# Instructions to follow
Every entry must be repeated exactly in the answer.

# The records
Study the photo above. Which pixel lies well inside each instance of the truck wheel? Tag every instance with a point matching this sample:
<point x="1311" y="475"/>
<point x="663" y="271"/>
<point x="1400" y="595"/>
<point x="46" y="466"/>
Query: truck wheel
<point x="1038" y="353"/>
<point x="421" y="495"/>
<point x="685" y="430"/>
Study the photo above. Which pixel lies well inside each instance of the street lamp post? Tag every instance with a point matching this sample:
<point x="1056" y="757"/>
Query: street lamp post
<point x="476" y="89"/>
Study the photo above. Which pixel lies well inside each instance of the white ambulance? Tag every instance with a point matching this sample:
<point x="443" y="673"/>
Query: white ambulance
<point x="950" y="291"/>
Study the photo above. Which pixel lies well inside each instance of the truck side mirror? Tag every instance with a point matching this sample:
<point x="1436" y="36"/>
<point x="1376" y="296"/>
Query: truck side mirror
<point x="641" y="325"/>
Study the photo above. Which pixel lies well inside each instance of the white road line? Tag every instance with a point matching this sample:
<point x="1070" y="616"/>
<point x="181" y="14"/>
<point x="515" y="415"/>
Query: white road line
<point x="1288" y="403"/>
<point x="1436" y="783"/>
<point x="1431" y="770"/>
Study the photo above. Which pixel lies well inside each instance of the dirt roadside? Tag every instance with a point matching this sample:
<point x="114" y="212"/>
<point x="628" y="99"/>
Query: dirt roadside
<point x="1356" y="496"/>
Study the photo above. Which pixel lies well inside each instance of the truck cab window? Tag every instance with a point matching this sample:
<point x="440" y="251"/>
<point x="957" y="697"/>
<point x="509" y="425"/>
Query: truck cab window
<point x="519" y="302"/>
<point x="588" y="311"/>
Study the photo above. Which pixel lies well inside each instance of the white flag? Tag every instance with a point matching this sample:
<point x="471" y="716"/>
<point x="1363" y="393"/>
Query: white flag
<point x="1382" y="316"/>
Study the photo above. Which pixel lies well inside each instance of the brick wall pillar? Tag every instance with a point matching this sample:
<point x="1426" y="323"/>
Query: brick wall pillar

# Answer to this exercise
Study the photo above. Which pixel lies well inside each instance of the truck wheel? Tag every instance with a point matching this sample:
<point x="1311" y="475"/>
<point x="663" y="271"/>
<point x="1400" y="595"/>
<point x="46" y="466"/>
Query: truck wheel
<point x="1038" y="353"/>
<point x="421" y="495"/>
<point x="685" y="430"/>
Study the photo above. Which pixel lies well inside each instance of the street lamp post? Tag every instance with a point matching this sample:
<point x="1056" y="757"/>
Query: street lamp post
<point x="476" y="89"/>
Study the photo above. Which pixel lies well inside each instance of the white ambulance? Tag every instance with a point matching this sample:
<point x="443" y="673"/>
Query: white ambulance
<point x="950" y="291"/>
Study the photo above. Which pixel lies well inside each instance of the truck side mirror? Tag every instance with a point matching this sample:
<point x="1436" y="36"/>
<point x="1376" y="296"/>
Query: truck side mirror
<point x="641" y="325"/>
Study the photo above. Which pixel lies well inside each instance of the white road line? Tag every instance with a point matching this sample:
<point x="1070" y="616"/>
<point x="181" y="14"/>
<point x="515" y="415"/>
Query: white road line
<point x="1288" y="403"/>
<point x="1436" y="783"/>
<point x="1431" y="770"/>
Study the photo above. Which pixel lies well inside each instance of the dirt roadside? Tag every instance with a point matching this sample:
<point x="114" y="212"/>
<point x="628" y="99"/>
Query: dirt roadside
<point x="1356" y="496"/>
Study the photo above. Which pixel lies well inside each instance of the truck cab window? Tag every instance with a point matching this sample:
<point x="440" y="251"/>
<point x="957" y="697"/>
<point x="509" y="425"/>
Query: truck cab window
<point x="519" y="302"/>
<point x="588" y="311"/>
Study the photo above. Which pixel lies well inside each instance of the white flag? Tag every instance with a point matching this sample:
<point x="471" y="716"/>
<point x="1363" y="393"/>
Query: white flag
<point x="1382" y="316"/>
Study the photo above. Which pixel lies well inside each instance of the brick wall pillar? Tag every instance with a point matching this sample:
<point x="1426" y="323"/>
Query: brick wall pillar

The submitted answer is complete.